• [AIM OF THE EXERCISE]: Please decide whether each statement below agrees with the slavery review excerpt: (a) builders uncovered the ruins of the Cais do Valongo in 2011; (b) more slave ships left for the West African coast from Europe than from the Americas; (c) slavery in Brazil was abolished in 1831. For each, answer yes or no and quote the deciding words from the excerpt.
═════ PAGE EXCERPT ═════
Tag Archives: Books

‘Recalculating The Economic Gains Of Slavery’ (Review)

TIMES LITERARY SUPPLEMENT (April 2, 2025):

In 2011, builders in the Rio de Janeiro docklands uncovered the ruins of the Cais do Valongo, a wharf where, between 1780 and 1831, 800,000 enslaved people disembarked. Of the roughly 10.7 million people who survived the passage across the Atlantic in the nearly four centuries of the transatlantic slave trade, nearly 5 million were sent to Brazil – almost five times as many as to Jamaica and more than fourteen times as many as to North America. More slave ships left for the West African coast from the Americas than from Europe; the majority of those vessels sailed from Brazil, where slavery was abolished only in 1888. The foundations of modern Brazil are poured over the infrastructure of the transatlantic slave trade.
═════ AVAILABLE DATA ═════
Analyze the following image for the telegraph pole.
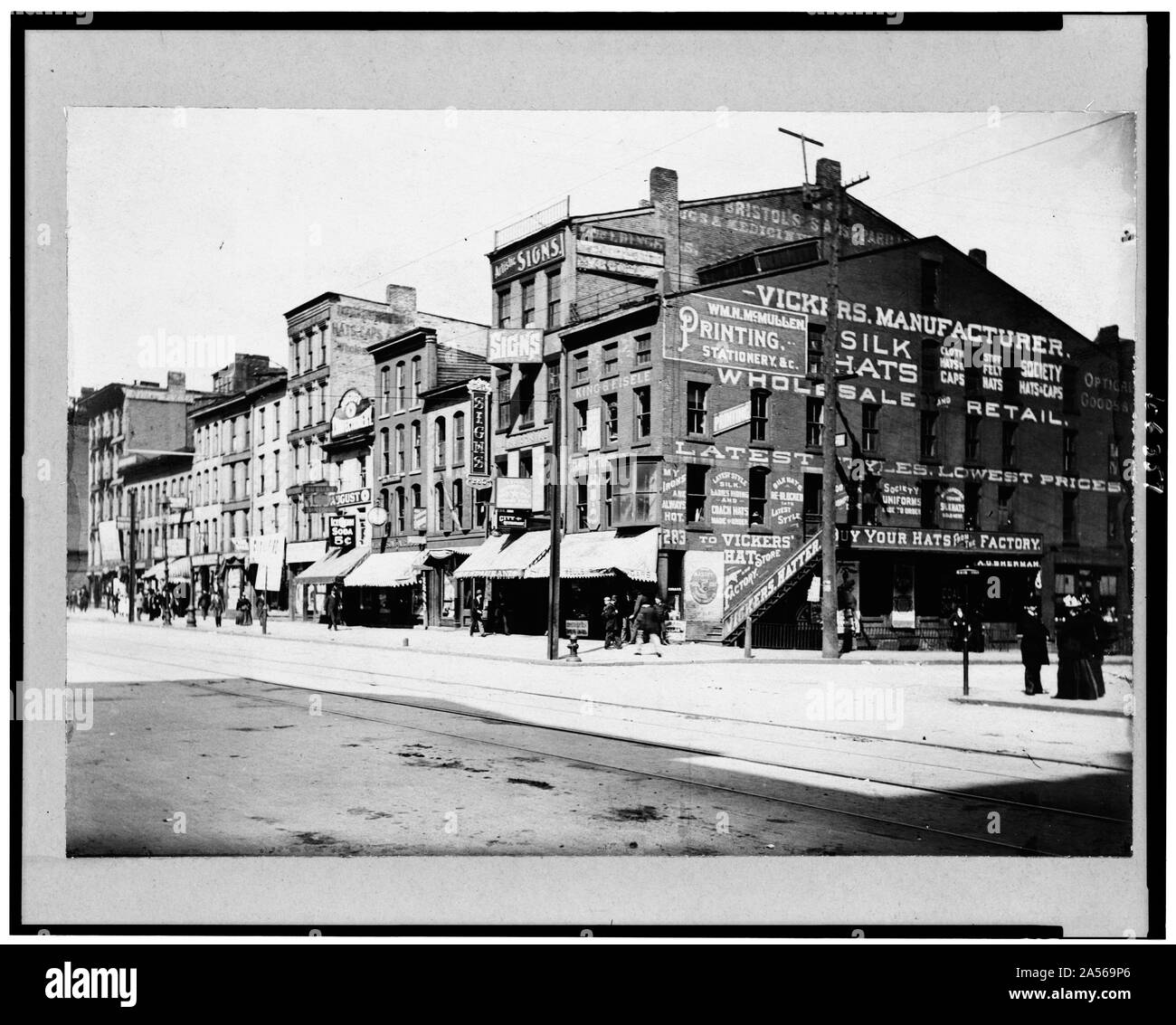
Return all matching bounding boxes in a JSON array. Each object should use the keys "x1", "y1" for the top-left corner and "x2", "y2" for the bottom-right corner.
[
  {"x1": 779, "y1": 128, "x2": 869, "y2": 659},
  {"x1": 547, "y1": 387, "x2": 564, "y2": 662}
]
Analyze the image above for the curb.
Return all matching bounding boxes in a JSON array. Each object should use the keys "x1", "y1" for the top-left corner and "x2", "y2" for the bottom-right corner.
[{"x1": 948, "y1": 695, "x2": 1133, "y2": 719}]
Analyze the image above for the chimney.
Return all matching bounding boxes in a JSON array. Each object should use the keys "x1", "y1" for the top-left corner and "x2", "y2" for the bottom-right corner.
[
  {"x1": 650, "y1": 167, "x2": 682, "y2": 290},
  {"x1": 816, "y1": 157, "x2": 841, "y2": 188},
  {"x1": 384, "y1": 284, "x2": 416, "y2": 334}
]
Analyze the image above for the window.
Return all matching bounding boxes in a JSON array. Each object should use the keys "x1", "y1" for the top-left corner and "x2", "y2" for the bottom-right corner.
[
  {"x1": 547, "y1": 270, "x2": 560, "y2": 328},
  {"x1": 920, "y1": 260, "x2": 941, "y2": 310},
  {"x1": 752, "y1": 388, "x2": 772, "y2": 442},
  {"x1": 576, "y1": 480, "x2": 588, "y2": 530},
  {"x1": 686, "y1": 381, "x2": 710, "y2": 433},
  {"x1": 600, "y1": 342, "x2": 621, "y2": 377},
  {"x1": 450, "y1": 480, "x2": 466, "y2": 530},
  {"x1": 963, "y1": 416, "x2": 981, "y2": 463},
  {"x1": 862, "y1": 403, "x2": 882, "y2": 452},
  {"x1": 918, "y1": 410, "x2": 940, "y2": 460},
  {"x1": 632, "y1": 384, "x2": 653, "y2": 441},
  {"x1": 1106, "y1": 495, "x2": 1122, "y2": 545},
  {"x1": 996, "y1": 484, "x2": 1016, "y2": 530},
  {"x1": 432, "y1": 416, "x2": 446, "y2": 469},
  {"x1": 601, "y1": 394, "x2": 620, "y2": 444},
  {"x1": 1001, "y1": 423, "x2": 1018, "y2": 469},
  {"x1": 747, "y1": 467, "x2": 768, "y2": 527},
  {"x1": 409, "y1": 484, "x2": 424, "y2": 530},
  {"x1": 547, "y1": 363, "x2": 560, "y2": 423},
  {"x1": 632, "y1": 335, "x2": 654, "y2": 366},
  {"x1": 918, "y1": 480, "x2": 940, "y2": 527},
  {"x1": 921, "y1": 338, "x2": 940, "y2": 395},
  {"x1": 963, "y1": 480, "x2": 981, "y2": 530},
  {"x1": 498, "y1": 374, "x2": 514, "y2": 431},
  {"x1": 453, "y1": 413, "x2": 466, "y2": 467},
  {"x1": 686, "y1": 463, "x2": 707, "y2": 523},
  {"x1": 963, "y1": 359, "x2": 984, "y2": 395},
  {"x1": 1062, "y1": 491, "x2": 1078, "y2": 545},
  {"x1": 572, "y1": 402, "x2": 588, "y2": 451},
  {"x1": 808, "y1": 325, "x2": 824, "y2": 377},
  {"x1": 1062, "y1": 431, "x2": 1078, "y2": 476},
  {"x1": 862, "y1": 476, "x2": 878, "y2": 527},
  {"x1": 1001, "y1": 359, "x2": 1020, "y2": 402},
  {"x1": 522, "y1": 278, "x2": 536, "y2": 328},
  {"x1": 804, "y1": 396, "x2": 824, "y2": 448},
  {"x1": 518, "y1": 366, "x2": 538, "y2": 427},
  {"x1": 1062, "y1": 365, "x2": 1078, "y2": 413}
]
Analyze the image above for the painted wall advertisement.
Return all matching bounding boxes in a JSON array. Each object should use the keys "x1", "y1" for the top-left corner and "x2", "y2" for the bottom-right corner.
[{"x1": 682, "y1": 551, "x2": 725, "y2": 624}]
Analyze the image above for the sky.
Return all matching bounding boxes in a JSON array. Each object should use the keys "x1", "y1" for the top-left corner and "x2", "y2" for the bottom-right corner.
[{"x1": 67, "y1": 107, "x2": 1137, "y2": 395}]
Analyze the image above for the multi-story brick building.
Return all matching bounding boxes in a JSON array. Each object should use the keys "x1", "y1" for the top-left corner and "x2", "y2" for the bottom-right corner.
[{"x1": 74, "y1": 372, "x2": 216, "y2": 602}]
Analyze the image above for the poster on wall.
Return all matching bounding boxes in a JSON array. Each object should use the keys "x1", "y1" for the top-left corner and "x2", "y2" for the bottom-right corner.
[
  {"x1": 682, "y1": 551, "x2": 725, "y2": 623},
  {"x1": 890, "y1": 562, "x2": 915, "y2": 630}
]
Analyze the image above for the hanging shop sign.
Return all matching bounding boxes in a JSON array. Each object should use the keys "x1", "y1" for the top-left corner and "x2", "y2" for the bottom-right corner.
[
  {"x1": 332, "y1": 488, "x2": 372, "y2": 508},
  {"x1": 490, "y1": 231, "x2": 564, "y2": 284},
  {"x1": 486, "y1": 328, "x2": 544, "y2": 366},
  {"x1": 466, "y1": 377, "x2": 490, "y2": 481},
  {"x1": 838, "y1": 527, "x2": 1043, "y2": 555},
  {"x1": 327, "y1": 516, "x2": 356, "y2": 550}
]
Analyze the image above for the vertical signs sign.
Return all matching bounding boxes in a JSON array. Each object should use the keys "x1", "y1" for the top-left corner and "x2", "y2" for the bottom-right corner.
[{"x1": 466, "y1": 377, "x2": 490, "y2": 491}]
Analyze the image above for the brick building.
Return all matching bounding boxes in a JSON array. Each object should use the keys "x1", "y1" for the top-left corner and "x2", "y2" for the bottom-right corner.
[{"x1": 74, "y1": 372, "x2": 216, "y2": 603}]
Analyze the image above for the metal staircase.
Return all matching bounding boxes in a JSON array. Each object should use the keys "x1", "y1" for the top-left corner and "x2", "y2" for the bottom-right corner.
[{"x1": 724, "y1": 534, "x2": 820, "y2": 644}]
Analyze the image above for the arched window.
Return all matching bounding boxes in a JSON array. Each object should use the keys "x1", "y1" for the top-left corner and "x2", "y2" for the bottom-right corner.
[
  {"x1": 453, "y1": 413, "x2": 466, "y2": 467},
  {"x1": 432, "y1": 416, "x2": 447, "y2": 469}
]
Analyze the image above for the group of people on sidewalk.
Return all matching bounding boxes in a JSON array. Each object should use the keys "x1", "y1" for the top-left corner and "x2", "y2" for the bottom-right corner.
[{"x1": 1020, "y1": 594, "x2": 1106, "y2": 700}]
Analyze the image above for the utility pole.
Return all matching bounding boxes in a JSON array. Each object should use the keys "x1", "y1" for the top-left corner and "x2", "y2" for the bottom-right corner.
[
  {"x1": 547, "y1": 387, "x2": 564, "y2": 662},
  {"x1": 780, "y1": 128, "x2": 869, "y2": 659},
  {"x1": 127, "y1": 488, "x2": 138, "y2": 623}
]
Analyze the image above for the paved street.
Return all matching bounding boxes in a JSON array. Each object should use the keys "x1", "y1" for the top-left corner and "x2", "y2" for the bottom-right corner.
[{"x1": 67, "y1": 612, "x2": 1133, "y2": 855}]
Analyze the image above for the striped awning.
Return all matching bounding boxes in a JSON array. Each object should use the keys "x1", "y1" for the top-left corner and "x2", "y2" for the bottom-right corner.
[
  {"x1": 453, "y1": 530, "x2": 550, "y2": 580},
  {"x1": 538, "y1": 527, "x2": 659, "y2": 583},
  {"x1": 295, "y1": 547, "x2": 368, "y2": 584},
  {"x1": 344, "y1": 551, "x2": 421, "y2": 588}
]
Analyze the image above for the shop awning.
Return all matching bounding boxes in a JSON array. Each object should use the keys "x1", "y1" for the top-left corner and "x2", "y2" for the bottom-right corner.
[
  {"x1": 453, "y1": 530, "x2": 550, "y2": 580},
  {"x1": 526, "y1": 527, "x2": 659, "y2": 583},
  {"x1": 295, "y1": 547, "x2": 368, "y2": 584},
  {"x1": 343, "y1": 551, "x2": 421, "y2": 588}
]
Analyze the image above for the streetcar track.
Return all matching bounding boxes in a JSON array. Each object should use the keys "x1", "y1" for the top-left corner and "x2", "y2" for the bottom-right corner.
[{"x1": 73, "y1": 633, "x2": 1133, "y2": 783}]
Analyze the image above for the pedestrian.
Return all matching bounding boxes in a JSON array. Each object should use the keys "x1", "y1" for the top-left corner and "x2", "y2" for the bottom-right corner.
[
  {"x1": 1020, "y1": 608, "x2": 1049, "y2": 696},
  {"x1": 632, "y1": 594, "x2": 662, "y2": 659},
  {"x1": 603, "y1": 597, "x2": 621, "y2": 651},
  {"x1": 467, "y1": 592, "x2": 486, "y2": 637}
]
═════
• [RESPONSE TO THE EXERCISE]:
(a) Yes: "In 2011, builders in the Rio de Janeiro docklands uncovered the ruins of the Cais do Valongo"
(b) No: "More slave ships left for the West African coast from the Americas than from Europe"
(c) No: "where slavery was abolished only in 1888"